Could you format each line of the records below as a Markdown table with the columns "No." and "Text", numbering the rows and leaving out blank lines?

++++ Information given ++++

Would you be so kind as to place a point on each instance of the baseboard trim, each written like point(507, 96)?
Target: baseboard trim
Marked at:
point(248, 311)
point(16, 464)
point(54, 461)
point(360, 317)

++++

Answer in full >>
| No. | Text |
|---|---|
| 1 | Would you be so kind as to place a point on each instance of the baseboard trim, each written like point(507, 96)? |
| 2 | Target: baseboard trim |
| 3 | Marked at: |
| 4 | point(248, 311) |
| 5 | point(16, 464) |
| 6 | point(54, 461) |
| 7 | point(360, 317) |